_The task_. Reproduce word for word the rows from the line containing "Phrase: shadow on water" up to and including the last line of the rows.
#### Material for this exercise ####
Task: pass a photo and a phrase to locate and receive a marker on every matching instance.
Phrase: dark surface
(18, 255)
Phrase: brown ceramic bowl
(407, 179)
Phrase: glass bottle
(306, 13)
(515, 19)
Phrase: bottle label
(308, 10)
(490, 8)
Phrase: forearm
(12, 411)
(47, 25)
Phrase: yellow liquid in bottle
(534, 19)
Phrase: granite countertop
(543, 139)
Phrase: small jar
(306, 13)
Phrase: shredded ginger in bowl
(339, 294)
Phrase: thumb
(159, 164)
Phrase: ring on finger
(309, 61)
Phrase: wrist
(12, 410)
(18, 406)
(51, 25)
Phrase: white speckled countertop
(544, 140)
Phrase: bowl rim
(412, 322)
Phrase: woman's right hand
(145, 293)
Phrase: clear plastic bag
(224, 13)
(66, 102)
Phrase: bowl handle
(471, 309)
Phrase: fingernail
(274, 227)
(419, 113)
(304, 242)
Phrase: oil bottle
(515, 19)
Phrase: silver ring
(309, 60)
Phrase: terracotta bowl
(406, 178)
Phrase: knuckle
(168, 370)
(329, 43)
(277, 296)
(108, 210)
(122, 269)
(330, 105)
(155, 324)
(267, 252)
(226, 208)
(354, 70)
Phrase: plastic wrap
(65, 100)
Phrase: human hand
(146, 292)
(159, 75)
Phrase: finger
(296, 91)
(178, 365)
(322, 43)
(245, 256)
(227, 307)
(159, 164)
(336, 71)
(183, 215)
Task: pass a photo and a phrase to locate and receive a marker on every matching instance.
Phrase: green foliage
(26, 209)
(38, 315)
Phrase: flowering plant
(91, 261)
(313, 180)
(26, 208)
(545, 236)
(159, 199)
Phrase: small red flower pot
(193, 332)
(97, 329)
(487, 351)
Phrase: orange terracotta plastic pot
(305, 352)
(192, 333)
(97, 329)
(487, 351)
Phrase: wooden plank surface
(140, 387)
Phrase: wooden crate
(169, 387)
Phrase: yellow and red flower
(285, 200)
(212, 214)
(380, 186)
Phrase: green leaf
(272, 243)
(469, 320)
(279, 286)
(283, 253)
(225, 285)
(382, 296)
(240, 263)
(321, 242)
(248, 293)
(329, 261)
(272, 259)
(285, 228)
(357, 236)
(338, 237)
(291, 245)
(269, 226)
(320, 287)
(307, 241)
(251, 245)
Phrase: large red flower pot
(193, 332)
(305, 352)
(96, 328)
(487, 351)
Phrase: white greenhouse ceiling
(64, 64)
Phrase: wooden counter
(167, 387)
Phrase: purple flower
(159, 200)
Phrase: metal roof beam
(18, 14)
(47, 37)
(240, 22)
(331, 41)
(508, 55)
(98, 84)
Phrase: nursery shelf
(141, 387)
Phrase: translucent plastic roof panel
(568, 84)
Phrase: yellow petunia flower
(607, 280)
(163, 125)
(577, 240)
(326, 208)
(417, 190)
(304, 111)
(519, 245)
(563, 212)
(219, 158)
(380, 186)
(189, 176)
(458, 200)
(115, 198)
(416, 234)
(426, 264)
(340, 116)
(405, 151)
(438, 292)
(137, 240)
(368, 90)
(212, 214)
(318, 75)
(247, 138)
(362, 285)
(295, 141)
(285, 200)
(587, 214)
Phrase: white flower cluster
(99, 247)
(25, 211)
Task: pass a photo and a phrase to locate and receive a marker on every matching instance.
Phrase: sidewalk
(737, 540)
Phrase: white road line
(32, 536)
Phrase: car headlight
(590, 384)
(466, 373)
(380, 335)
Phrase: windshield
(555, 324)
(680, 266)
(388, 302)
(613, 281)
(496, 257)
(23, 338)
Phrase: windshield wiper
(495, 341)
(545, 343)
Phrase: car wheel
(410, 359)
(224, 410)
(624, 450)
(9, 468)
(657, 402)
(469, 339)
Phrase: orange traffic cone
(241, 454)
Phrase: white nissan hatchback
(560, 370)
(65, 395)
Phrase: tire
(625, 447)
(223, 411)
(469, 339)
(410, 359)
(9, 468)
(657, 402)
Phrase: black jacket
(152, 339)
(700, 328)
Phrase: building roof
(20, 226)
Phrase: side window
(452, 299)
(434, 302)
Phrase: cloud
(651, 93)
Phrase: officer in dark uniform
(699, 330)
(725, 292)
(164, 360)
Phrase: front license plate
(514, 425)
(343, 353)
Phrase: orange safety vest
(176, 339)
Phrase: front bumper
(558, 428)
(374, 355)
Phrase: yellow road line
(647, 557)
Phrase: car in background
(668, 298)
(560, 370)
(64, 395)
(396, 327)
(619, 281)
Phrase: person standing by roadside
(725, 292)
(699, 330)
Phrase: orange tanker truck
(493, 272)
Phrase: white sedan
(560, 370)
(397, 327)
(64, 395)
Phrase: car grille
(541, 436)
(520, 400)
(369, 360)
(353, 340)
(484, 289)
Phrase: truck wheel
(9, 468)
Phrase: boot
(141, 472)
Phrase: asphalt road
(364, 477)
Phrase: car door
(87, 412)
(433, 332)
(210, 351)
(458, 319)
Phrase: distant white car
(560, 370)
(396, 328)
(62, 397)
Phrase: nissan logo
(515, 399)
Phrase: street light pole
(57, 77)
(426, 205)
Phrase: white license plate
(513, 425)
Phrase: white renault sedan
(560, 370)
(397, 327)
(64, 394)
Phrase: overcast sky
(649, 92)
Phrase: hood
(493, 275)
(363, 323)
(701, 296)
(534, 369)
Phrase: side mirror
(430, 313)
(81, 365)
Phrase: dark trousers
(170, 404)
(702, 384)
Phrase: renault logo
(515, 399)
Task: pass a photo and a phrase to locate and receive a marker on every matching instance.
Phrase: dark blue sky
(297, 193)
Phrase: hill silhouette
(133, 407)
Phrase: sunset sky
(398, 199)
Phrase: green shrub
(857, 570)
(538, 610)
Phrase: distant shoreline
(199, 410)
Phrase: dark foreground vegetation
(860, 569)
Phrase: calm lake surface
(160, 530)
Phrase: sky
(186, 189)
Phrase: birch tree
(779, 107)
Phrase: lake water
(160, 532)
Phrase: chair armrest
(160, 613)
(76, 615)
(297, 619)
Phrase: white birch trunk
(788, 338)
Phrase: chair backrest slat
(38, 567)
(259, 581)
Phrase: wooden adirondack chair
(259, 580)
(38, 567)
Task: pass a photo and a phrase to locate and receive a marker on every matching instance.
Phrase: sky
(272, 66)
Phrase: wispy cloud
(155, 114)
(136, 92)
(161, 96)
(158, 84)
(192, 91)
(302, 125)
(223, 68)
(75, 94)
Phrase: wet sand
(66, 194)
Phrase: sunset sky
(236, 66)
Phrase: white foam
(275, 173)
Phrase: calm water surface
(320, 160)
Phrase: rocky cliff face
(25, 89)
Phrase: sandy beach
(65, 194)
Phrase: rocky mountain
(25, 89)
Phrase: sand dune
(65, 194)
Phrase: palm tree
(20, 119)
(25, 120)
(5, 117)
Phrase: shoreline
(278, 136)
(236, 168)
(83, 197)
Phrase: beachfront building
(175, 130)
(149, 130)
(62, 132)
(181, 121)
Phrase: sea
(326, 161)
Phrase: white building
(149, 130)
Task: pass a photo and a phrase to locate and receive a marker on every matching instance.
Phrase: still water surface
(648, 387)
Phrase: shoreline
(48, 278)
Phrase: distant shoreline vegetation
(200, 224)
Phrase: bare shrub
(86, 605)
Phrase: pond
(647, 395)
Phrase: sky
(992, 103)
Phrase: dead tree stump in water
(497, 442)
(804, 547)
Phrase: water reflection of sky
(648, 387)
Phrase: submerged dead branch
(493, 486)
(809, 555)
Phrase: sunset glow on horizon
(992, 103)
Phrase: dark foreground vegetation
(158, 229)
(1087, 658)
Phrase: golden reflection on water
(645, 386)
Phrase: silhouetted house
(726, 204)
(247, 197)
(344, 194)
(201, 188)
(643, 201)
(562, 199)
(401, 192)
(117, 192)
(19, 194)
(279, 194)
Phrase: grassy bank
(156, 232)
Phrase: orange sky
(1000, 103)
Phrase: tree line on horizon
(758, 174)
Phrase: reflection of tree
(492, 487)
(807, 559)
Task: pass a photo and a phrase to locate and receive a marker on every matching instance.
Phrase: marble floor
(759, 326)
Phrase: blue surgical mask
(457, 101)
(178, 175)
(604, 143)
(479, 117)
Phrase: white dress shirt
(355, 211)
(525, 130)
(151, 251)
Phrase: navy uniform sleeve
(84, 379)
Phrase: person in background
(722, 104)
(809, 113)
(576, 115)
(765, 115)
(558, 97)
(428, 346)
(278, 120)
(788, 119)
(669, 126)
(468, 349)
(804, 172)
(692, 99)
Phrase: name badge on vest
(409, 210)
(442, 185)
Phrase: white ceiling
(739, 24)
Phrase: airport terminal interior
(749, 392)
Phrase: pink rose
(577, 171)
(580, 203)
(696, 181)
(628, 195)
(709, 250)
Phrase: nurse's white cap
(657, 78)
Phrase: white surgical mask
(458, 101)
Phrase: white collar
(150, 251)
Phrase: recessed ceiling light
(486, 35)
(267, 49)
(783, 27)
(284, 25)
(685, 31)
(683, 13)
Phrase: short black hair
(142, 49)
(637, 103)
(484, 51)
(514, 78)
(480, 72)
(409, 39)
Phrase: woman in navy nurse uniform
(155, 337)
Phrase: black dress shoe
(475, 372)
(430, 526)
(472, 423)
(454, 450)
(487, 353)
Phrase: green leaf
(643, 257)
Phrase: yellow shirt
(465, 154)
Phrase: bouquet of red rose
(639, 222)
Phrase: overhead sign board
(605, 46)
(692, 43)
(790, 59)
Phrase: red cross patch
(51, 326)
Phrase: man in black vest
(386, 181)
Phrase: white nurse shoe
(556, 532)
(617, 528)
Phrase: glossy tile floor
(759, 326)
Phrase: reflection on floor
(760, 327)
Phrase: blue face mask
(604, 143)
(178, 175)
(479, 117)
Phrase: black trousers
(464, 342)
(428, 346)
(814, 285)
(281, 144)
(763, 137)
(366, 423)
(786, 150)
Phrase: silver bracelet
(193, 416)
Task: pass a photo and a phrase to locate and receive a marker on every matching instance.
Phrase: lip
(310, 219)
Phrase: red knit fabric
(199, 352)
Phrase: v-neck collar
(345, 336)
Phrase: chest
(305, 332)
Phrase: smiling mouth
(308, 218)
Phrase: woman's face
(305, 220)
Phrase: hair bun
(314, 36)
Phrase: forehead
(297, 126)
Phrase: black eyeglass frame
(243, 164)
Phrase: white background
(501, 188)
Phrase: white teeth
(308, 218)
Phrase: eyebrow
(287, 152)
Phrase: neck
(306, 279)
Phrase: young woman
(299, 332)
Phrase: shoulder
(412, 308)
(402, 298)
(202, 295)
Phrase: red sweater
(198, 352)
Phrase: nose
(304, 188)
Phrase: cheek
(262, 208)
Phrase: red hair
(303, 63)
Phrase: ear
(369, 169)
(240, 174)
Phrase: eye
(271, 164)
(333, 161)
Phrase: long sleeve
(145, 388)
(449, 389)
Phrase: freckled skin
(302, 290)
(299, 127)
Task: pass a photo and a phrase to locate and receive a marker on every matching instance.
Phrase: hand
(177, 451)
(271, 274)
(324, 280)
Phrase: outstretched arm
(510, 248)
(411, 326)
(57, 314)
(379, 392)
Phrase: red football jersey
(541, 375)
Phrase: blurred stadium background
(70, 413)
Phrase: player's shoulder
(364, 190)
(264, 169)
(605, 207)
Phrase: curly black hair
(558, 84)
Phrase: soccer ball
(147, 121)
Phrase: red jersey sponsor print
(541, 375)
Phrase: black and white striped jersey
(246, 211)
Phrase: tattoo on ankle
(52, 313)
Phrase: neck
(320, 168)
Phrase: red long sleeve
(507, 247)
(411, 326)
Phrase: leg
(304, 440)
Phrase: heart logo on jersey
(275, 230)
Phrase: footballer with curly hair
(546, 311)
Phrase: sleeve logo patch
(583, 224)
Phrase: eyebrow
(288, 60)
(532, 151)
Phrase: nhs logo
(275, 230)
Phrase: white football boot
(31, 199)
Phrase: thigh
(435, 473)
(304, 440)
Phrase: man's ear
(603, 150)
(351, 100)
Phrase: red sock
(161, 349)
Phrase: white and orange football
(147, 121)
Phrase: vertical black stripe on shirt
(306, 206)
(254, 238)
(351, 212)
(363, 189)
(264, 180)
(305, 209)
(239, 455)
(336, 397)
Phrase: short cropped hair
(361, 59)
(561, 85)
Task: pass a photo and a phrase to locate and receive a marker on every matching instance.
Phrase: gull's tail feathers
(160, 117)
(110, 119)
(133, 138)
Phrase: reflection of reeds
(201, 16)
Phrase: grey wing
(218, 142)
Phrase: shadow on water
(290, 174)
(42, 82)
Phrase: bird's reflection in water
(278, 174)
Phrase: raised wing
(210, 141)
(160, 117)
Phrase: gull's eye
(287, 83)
####
_Task answer_.
Phrase: shadow on water
(290, 174)
(42, 82)
Phrase: bird's reflection in water
(278, 174)
Phrase: raised wing
(210, 141)
(160, 117)
Phrase: gull's eye
(287, 83)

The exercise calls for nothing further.